→ Activity
Find the lines of data that contain the string "below", then list them.

--------------------

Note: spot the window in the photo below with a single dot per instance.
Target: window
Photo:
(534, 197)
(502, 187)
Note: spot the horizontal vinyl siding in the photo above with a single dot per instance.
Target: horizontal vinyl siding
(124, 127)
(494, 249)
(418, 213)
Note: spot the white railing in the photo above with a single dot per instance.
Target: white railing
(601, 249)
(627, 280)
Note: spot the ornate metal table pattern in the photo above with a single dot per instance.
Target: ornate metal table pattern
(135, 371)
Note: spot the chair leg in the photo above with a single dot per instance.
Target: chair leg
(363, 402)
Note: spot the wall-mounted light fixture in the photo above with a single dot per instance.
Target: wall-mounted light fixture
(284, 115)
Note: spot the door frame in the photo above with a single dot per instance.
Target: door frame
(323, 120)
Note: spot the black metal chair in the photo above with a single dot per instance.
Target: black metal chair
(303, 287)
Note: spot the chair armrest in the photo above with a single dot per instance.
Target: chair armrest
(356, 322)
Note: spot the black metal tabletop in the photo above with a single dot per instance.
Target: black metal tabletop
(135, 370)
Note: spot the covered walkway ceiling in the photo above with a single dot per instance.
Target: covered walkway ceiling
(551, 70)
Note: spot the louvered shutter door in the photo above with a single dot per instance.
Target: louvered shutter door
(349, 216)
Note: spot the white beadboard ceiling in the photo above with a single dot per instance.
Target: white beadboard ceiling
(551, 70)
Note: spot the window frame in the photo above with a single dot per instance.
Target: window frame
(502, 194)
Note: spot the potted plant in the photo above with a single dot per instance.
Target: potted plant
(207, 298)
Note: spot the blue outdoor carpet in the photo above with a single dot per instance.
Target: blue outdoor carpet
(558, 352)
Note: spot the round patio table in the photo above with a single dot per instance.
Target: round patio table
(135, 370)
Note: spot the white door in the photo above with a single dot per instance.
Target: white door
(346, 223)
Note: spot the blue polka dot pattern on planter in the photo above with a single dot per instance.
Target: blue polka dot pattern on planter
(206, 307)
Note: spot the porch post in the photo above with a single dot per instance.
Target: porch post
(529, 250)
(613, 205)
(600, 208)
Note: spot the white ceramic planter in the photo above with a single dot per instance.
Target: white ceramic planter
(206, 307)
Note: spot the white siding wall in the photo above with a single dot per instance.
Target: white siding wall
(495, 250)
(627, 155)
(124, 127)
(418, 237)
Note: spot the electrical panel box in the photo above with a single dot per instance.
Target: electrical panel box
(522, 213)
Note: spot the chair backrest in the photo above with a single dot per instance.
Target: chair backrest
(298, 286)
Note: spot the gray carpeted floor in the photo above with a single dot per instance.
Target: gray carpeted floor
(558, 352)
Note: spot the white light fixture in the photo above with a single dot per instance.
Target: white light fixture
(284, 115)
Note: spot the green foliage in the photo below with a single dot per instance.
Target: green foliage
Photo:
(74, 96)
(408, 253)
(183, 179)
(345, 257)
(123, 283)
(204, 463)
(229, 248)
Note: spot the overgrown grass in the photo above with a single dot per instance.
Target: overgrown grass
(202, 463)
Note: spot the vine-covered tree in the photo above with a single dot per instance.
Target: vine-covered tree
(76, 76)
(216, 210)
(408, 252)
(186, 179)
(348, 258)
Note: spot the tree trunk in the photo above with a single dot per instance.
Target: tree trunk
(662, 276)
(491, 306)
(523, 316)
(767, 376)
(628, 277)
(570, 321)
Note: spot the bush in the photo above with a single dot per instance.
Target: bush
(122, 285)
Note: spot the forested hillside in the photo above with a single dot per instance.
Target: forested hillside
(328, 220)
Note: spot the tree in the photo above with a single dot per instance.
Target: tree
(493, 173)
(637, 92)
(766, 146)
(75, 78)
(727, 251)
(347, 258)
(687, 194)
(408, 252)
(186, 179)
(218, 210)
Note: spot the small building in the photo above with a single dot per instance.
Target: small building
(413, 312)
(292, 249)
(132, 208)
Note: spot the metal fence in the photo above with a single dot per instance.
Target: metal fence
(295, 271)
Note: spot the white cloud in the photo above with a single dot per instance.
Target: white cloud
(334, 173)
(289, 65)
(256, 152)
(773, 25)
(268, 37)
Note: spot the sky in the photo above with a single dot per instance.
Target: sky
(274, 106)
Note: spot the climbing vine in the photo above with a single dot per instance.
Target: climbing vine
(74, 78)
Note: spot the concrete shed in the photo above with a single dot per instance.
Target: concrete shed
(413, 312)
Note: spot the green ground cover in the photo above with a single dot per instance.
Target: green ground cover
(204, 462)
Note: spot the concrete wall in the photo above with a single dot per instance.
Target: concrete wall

--------------------

→ Your solution
Note: spot the window in the photo below with a single dot per instance.
Note: spot the green foliage in the photo below with a single dot per instance.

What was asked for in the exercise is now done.